◆ **Action item**
Output the entire listing that follows verbatim.
⁂
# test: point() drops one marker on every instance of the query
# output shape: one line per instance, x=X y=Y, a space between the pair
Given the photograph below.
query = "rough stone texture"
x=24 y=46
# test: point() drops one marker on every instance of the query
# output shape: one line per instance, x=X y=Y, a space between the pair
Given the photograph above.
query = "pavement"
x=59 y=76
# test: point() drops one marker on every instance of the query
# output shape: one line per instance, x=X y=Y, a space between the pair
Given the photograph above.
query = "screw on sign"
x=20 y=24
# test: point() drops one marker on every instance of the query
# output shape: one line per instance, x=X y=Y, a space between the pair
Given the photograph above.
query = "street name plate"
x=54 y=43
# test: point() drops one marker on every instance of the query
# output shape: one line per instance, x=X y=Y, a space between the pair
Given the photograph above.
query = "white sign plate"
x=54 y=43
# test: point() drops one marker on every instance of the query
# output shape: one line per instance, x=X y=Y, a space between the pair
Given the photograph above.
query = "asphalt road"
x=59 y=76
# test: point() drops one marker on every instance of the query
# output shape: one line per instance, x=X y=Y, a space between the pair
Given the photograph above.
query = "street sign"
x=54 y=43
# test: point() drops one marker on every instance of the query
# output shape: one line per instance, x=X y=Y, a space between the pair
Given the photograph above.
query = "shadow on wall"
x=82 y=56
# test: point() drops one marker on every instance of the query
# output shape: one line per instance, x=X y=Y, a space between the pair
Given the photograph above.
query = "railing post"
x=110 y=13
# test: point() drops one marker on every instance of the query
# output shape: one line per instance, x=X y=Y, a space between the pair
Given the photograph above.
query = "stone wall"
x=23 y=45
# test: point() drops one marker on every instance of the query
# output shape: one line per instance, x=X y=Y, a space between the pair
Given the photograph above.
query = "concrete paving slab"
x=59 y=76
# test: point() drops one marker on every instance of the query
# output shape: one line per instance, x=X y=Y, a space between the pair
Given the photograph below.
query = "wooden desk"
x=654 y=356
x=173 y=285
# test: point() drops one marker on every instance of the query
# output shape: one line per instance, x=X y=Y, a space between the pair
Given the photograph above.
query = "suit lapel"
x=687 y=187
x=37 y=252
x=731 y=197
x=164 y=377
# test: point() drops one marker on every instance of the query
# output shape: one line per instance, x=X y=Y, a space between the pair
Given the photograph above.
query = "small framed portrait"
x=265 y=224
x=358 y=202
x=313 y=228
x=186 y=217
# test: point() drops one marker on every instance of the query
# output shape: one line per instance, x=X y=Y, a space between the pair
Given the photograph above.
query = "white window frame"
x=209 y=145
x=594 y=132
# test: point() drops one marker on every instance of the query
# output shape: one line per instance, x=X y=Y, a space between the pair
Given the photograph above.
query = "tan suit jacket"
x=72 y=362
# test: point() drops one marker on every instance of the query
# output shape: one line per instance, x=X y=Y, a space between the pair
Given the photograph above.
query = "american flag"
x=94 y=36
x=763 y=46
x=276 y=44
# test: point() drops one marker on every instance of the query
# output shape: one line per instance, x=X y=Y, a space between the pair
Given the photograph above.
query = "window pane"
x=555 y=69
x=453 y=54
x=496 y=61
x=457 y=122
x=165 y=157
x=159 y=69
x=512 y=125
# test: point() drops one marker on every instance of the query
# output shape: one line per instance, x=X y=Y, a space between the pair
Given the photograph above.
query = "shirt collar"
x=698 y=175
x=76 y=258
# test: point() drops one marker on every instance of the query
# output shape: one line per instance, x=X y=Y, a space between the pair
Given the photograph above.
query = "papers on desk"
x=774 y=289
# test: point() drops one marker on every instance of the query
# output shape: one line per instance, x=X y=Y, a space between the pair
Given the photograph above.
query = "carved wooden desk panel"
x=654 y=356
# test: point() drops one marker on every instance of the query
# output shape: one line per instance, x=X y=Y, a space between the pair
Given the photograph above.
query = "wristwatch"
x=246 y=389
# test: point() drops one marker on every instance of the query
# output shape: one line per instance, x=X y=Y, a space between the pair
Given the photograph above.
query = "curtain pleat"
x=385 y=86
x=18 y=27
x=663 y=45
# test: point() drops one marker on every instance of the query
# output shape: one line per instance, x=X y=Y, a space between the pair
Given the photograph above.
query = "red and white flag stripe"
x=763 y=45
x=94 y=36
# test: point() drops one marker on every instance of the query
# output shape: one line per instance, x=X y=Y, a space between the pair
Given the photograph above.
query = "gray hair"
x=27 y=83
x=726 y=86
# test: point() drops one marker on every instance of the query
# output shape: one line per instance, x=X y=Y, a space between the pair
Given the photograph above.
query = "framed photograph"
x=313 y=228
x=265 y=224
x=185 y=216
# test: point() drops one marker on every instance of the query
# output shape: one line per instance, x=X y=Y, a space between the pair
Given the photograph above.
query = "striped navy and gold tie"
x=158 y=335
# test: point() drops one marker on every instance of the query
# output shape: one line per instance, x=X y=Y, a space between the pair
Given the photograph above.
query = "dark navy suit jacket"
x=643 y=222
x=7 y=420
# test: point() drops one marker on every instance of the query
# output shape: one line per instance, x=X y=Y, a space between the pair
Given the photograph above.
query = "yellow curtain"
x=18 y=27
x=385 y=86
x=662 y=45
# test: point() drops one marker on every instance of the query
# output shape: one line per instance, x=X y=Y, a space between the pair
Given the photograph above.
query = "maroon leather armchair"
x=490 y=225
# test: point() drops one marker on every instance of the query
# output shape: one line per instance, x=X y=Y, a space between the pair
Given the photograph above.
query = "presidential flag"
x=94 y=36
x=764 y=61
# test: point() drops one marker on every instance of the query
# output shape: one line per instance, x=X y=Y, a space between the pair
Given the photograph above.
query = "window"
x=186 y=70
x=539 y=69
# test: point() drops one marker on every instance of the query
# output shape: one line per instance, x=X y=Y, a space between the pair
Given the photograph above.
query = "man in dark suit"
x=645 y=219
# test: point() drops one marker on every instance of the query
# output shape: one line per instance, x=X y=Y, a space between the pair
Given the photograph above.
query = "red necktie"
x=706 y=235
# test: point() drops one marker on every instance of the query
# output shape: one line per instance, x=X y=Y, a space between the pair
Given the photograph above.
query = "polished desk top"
⁂
◆ **Solution below**
# test: point() drops one marker on every instance of the query
# output shape: one line per instance, x=X y=Y, a space between the pair
Given the photograph below.
query = "rough stone texture"
x=24 y=46
# test: point() drops one marker on every instance of the query
# output shape: one line per instance, x=X y=Y, a space between the pair
Given the photograph above.
query = "pavement"
x=59 y=76
# test: point() drops one marker on every instance of the query
# output shape: one line per instance, x=X y=Y, a space between the pair
Given the photograph above.
query = "screw on sign"
x=20 y=24
# test: point() drops one marker on every instance of the query
# output shape: one line per instance, x=X y=Y, a space between the pair
Given the photograph above.
query = "street name plate"
x=54 y=43
# test: point() drops one marker on every instance of the query
# output shape: one line per instance, x=X y=Y, a space between the pair
Given the photograph above.
query = "white sign plate"
x=54 y=43
# test: point() drops one marker on every instance of the query
# output shape: one line per instance, x=X y=Y, a space between the pair
Given the photograph above.
query = "asphalt road"
x=59 y=76
# test: point() drops one marker on every instance of the query
# output shape: one line per instance, x=X y=Y, a space between the pair
Given the photograph above.
query = "street sign"
x=54 y=43
# test: point() drops one marker on every instance of the query
# output shape: one line per instance, x=X y=Y, a space between the pair
Given the photograph above.
query = "shadow on wall"
x=82 y=56
# test: point() drops one marker on every instance of the query
# output shape: one line per instance, x=X y=Y, a space between the pair
Given the photograph above.
query = "railing post"
x=110 y=13
# test: point() drops one marker on every instance of the query
# output shape: one line per instance, x=X y=Y, a space between the pair
Given the photograph above.
query = "stone wall"
x=23 y=45
# test: point() drops one marker on every instance of the query
# output shape: one line per instance, x=X y=Y, a space between the pair
Given the photograph above.
query = "concrete paving slab"
x=59 y=76
# test: point() drops one marker on every instance of the query
# output shape: one line per instance, x=X y=Y, a space between the pair
Given the photograph below.
query = "wooden desk"
x=654 y=356
x=173 y=285
# test: point() drops one marker on every instance of the query
# output shape: one line per instance, x=X y=Y, a space between the pair
Given the photograph above.
query = "suit lapel"
x=687 y=187
x=37 y=252
x=731 y=197
x=164 y=377
# test: point() drops one marker on every instance of the query
# output shape: one line per instance, x=X y=Y, a space between the pair
Given the photograph above.
query = "small framed portrait"
x=265 y=224
x=358 y=202
x=313 y=228
x=186 y=217
# test: point() drops one marker on every instance of the query
# output shape: one line per instance, x=X y=Y, a space between the pair
Given the photograph above.
query = "white window frame"
x=209 y=145
x=594 y=132
# test: point() drops one marker on every instance of the query
# output shape: one line per instance, x=X y=Y, a space between the pair
Given the photograph above.
query = "tan suit jacket"
x=72 y=362
# test: point() drops one marker on every instance of the query
# output shape: one line per instance, x=X y=Y, a space between the pair
Given the photograph above.
query = "american flag"
x=94 y=36
x=763 y=46
x=276 y=44
# test: point() drops one marker on every instance of the query
# output shape: one line per instance, x=X y=Y, a space between the pair
Given the photograph above.
query = "window pane"
x=555 y=69
x=453 y=54
x=496 y=61
x=457 y=122
x=165 y=157
x=159 y=69
x=512 y=125
# test: point() drops one marker on every instance of the query
# output shape: one line per instance, x=X y=Y, a space between the pair
Given the photograph above.
query = "shirt collar"
x=698 y=175
x=76 y=258
# test: point() drops one marker on every instance of the query
# output shape: one line per instance, x=X y=Y, a space between the pair
Given the photograph above.
query = "papers on desk"
x=774 y=289
# test: point() drops one marker on every instance of the query
# output shape: one line per instance, x=X y=Y, a space between the pair
Given the photograph above.
query = "carved wooden desk panel"
x=654 y=356
# test: point() drops one marker on every instance of the query
# output shape: one line per instance, x=X y=Y, a space between the pair
Given the photograph above.
query = "wristwatch"
x=246 y=389
# test: point() drops one marker on every instance of the query
# output shape: one line per instance, x=X y=Y, a space between the pair
Given the photograph above.
query = "curtain pleat"
x=385 y=86
x=18 y=27
x=663 y=45
# test: point() drops one marker on every instance of the query
# output shape: one line per instance, x=X y=Y, a space between the pair
Given the photograph above.
query = "red and white flag stripe"
x=763 y=45
x=94 y=36
# test: point() drops one marker on every instance of the query
# output shape: one line per instance, x=X y=Y, a space between the pair
Given the photograph above.
query = "gray hair"
x=27 y=83
x=726 y=86
# test: point() drops one marker on every instance of the query
# output shape: one line per instance, x=X y=Y, a space between the pair
Given the photograph above.
query = "framed photograph"
x=313 y=228
x=265 y=224
x=185 y=216
# test: point() drops one marker on every instance of the query
# output shape: one line per instance, x=X y=Y, a space between the pair
Given the photograph above.
query = "striped navy and gold tie"
x=158 y=335
# test: point() drops one marker on every instance of the query
# output shape: one line per instance, x=X y=Y, a space between the pair
Given the photograph above.
query = "dark navy suit jacket"
x=643 y=222
x=7 y=420
# test: point() drops one marker on every instance of the query
# output shape: one line per instance, x=X y=Y, a space between the pair
Given the photograph above.
query = "yellow curtain"
x=18 y=27
x=385 y=86
x=662 y=45
# test: point() drops one marker on every instance of the query
# output shape: one line per instance, x=X y=Y, a space between the pair
Given the photograph above.
query = "maroon leather armchair"
x=490 y=225
# test: point() drops one marker on every instance of the query
# output shape: one line per instance, x=X y=Y, a space between the pair
Given the photograph above.
query = "presidential flag"
x=94 y=36
x=764 y=61
# test: point() drops one marker on every instance of the query
# output shape: one line per instance, x=X y=Y, a space between the pair
Given the photograph above.
query = "window"
x=186 y=70
x=539 y=69
# test: point() drops one marker on every instance of the query
# output shape: one line per instance, x=X y=Y, a space between the pair
Given the photograph above.
query = "man in dark suit"
x=645 y=219
# test: point() drops one marker on every instance of the query
# output shape: one line per instance, x=X y=Y, a space between the pair
Given the photograph above.
query = "red necktie"
x=706 y=235
# test: point() drops one marker on every instance of the query
# output shape: one line per instance, x=X y=Y, a space between the pair
Given the photograph above.
query = "polished desk top"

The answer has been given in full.